Extracted data:
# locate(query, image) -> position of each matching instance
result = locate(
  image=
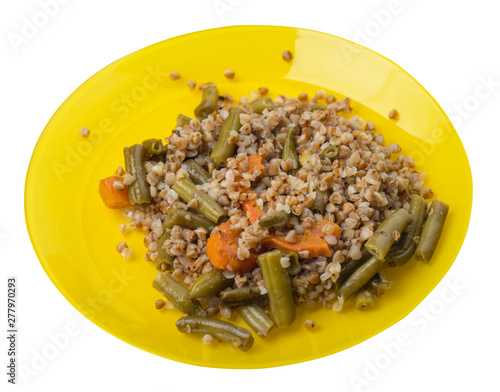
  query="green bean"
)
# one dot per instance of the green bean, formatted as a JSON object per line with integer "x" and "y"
{"x": 209, "y": 284}
{"x": 279, "y": 288}
{"x": 164, "y": 261}
{"x": 279, "y": 219}
{"x": 379, "y": 285}
{"x": 187, "y": 220}
{"x": 381, "y": 241}
{"x": 178, "y": 295}
{"x": 261, "y": 104}
{"x": 207, "y": 206}
{"x": 402, "y": 252}
{"x": 317, "y": 106}
{"x": 138, "y": 192}
{"x": 432, "y": 231}
{"x": 295, "y": 265}
{"x": 220, "y": 330}
{"x": 208, "y": 102}
{"x": 331, "y": 152}
{"x": 364, "y": 299}
{"x": 290, "y": 152}
{"x": 320, "y": 202}
{"x": 197, "y": 174}
{"x": 223, "y": 149}
{"x": 349, "y": 267}
{"x": 153, "y": 146}
{"x": 256, "y": 318}
{"x": 359, "y": 278}
{"x": 240, "y": 295}
{"x": 182, "y": 120}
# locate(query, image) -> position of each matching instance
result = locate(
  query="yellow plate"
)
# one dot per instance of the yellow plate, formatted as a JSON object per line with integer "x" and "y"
{"x": 75, "y": 236}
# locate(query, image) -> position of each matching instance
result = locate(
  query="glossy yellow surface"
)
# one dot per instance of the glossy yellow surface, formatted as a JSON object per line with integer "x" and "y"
{"x": 133, "y": 98}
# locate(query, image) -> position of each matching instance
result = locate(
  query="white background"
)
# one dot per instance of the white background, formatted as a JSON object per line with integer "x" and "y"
{"x": 449, "y": 46}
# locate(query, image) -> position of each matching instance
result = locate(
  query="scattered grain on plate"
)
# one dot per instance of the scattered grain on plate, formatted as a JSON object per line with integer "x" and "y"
{"x": 174, "y": 75}
{"x": 309, "y": 324}
{"x": 393, "y": 114}
{"x": 427, "y": 193}
{"x": 84, "y": 132}
{"x": 287, "y": 55}
{"x": 160, "y": 304}
{"x": 229, "y": 74}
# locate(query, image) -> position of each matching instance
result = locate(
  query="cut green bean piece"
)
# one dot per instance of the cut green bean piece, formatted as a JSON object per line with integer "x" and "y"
{"x": 365, "y": 299}
{"x": 290, "y": 152}
{"x": 178, "y": 295}
{"x": 164, "y": 261}
{"x": 182, "y": 120}
{"x": 402, "y": 252}
{"x": 197, "y": 174}
{"x": 261, "y": 104}
{"x": 221, "y": 330}
{"x": 295, "y": 265}
{"x": 256, "y": 318}
{"x": 432, "y": 231}
{"x": 240, "y": 295}
{"x": 381, "y": 241}
{"x": 279, "y": 219}
{"x": 279, "y": 288}
{"x": 331, "y": 152}
{"x": 153, "y": 146}
{"x": 209, "y": 284}
{"x": 138, "y": 192}
{"x": 187, "y": 220}
{"x": 208, "y": 102}
{"x": 223, "y": 149}
{"x": 208, "y": 207}
{"x": 359, "y": 278}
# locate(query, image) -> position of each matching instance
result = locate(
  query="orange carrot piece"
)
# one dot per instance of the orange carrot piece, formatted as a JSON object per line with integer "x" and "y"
{"x": 312, "y": 240}
{"x": 252, "y": 210}
{"x": 110, "y": 196}
{"x": 222, "y": 247}
{"x": 255, "y": 162}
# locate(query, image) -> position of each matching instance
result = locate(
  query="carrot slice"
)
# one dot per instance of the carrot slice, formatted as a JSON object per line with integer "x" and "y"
{"x": 313, "y": 240}
{"x": 222, "y": 247}
{"x": 110, "y": 196}
{"x": 252, "y": 210}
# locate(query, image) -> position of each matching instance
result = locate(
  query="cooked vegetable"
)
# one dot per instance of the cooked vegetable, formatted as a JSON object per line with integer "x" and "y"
{"x": 223, "y": 149}
{"x": 209, "y": 284}
{"x": 153, "y": 146}
{"x": 110, "y": 196}
{"x": 222, "y": 250}
{"x": 381, "y": 241}
{"x": 279, "y": 288}
{"x": 197, "y": 174}
{"x": 261, "y": 104}
{"x": 208, "y": 207}
{"x": 256, "y": 318}
{"x": 208, "y": 102}
{"x": 182, "y": 120}
{"x": 312, "y": 241}
{"x": 278, "y": 219}
{"x": 402, "y": 252}
{"x": 178, "y": 295}
{"x": 365, "y": 299}
{"x": 138, "y": 192}
{"x": 432, "y": 231}
{"x": 187, "y": 220}
{"x": 220, "y": 330}
{"x": 290, "y": 152}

Exercise prompt:
Repeat the whole of the material above exactly, but keep the pictures out.

Exercise solution:
# locate(query, image) -> position of each matching instance
result = locate(
  image=
  query="green bean"
)
# one dot per instance of the green bean, formatted as a JSON object per line with integer "x" and "y"
{"x": 209, "y": 284}
{"x": 279, "y": 288}
{"x": 164, "y": 261}
{"x": 279, "y": 219}
{"x": 379, "y": 285}
{"x": 187, "y": 220}
{"x": 381, "y": 241}
{"x": 178, "y": 295}
{"x": 261, "y": 104}
{"x": 207, "y": 206}
{"x": 402, "y": 252}
{"x": 317, "y": 106}
{"x": 138, "y": 192}
{"x": 432, "y": 231}
{"x": 295, "y": 265}
{"x": 220, "y": 330}
{"x": 208, "y": 102}
{"x": 331, "y": 152}
{"x": 364, "y": 299}
{"x": 290, "y": 152}
{"x": 320, "y": 202}
{"x": 197, "y": 174}
{"x": 223, "y": 149}
{"x": 349, "y": 267}
{"x": 153, "y": 146}
{"x": 256, "y": 318}
{"x": 359, "y": 278}
{"x": 240, "y": 295}
{"x": 182, "y": 120}
# locate(query, image) -> position of each matching instance
result = locate(
  query="yellow plate"
)
# one dot per instance of the yellow plate, formatted as a JSON object per line with integer "x" and "y"
{"x": 75, "y": 236}
# locate(query, image) -> position of each matching instance
result = locate(
  query="glossy yellow surface"
)
# one dot per instance of the glossy yellow surface, formatted as a JSON object per line with integer "x" and "y"
{"x": 133, "y": 98}
# locate(query, image) -> position of each matching instance
result = locate(
  query="white background"
)
# one dot per instance of the white background, formatted as a JSON object per line with integer "x" and "y"
{"x": 449, "y": 46}
# locate(query, image) -> position of each matching instance
result = locate(
  query="scattered grain on plate"
)
# one dot per instance of the scattered grain on plate, formatted as a JSON object per line with integer "x" and "y"
{"x": 174, "y": 75}
{"x": 309, "y": 324}
{"x": 393, "y": 114}
{"x": 427, "y": 193}
{"x": 84, "y": 132}
{"x": 287, "y": 55}
{"x": 160, "y": 304}
{"x": 229, "y": 74}
# locate(query, image) -> position of each matching instance
result = locate(
  query="cut green bean piece"
)
# one dot per instance of the cut green bean piece, formatted as a JSON object per line with integer "x" and "y"
{"x": 365, "y": 299}
{"x": 290, "y": 152}
{"x": 178, "y": 295}
{"x": 164, "y": 261}
{"x": 182, "y": 120}
{"x": 402, "y": 252}
{"x": 197, "y": 174}
{"x": 261, "y": 104}
{"x": 221, "y": 330}
{"x": 295, "y": 265}
{"x": 256, "y": 318}
{"x": 432, "y": 231}
{"x": 240, "y": 295}
{"x": 381, "y": 241}
{"x": 279, "y": 219}
{"x": 279, "y": 288}
{"x": 331, "y": 152}
{"x": 153, "y": 146}
{"x": 209, "y": 284}
{"x": 138, "y": 192}
{"x": 187, "y": 220}
{"x": 208, "y": 102}
{"x": 223, "y": 149}
{"x": 208, "y": 207}
{"x": 359, "y": 278}
# locate(query, image) -> position of each matching instance
result = locate(
  query="orange carrot piece"
)
# one dot per instance of the orange carrot piece, formatted as a JSON object per line with integer "x" and "y"
{"x": 312, "y": 240}
{"x": 252, "y": 210}
{"x": 110, "y": 196}
{"x": 222, "y": 247}
{"x": 255, "y": 162}
# locate(query, image) -> position of each matching instance
result = locate(
  query="carrot slice"
)
# one dot per instance of the carrot slice, formatted as a JSON object per line with integer "x" and "y"
{"x": 313, "y": 240}
{"x": 222, "y": 247}
{"x": 110, "y": 196}
{"x": 252, "y": 210}
# locate(query, image) -> position of each matching instance
result = locate(
  query="cooked vegetable"
)
# one dot per instance of the cooked vegetable, formatted as a JSON object per line with integer "x" and "y"
{"x": 223, "y": 149}
{"x": 209, "y": 284}
{"x": 153, "y": 146}
{"x": 110, "y": 196}
{"x": 222, "y": 250}
{"x": 381, "y": 241}
{"x": 279, "y": 288}
{"x": 197, "y": 174}
{"x": 261, "y": 104}
{"x": 208, "y": 207}
{"x": 256, "y": 318}
{"x": 208, "y": 102}
{"x": 182, "y": 120}
{"x": 312, "y": 241}
{"x": 278, "y": 219}
{"x": 402, "y": 252}
{"x": 178, "y": 295}
{"x": 365, "y": 299}
{"x": 138, "y": 192}
{"x": 432, "y": 231}
{"x": 187, "y": 220}
{"x": 220, "y": 330}
{"x": 290, "y": 152}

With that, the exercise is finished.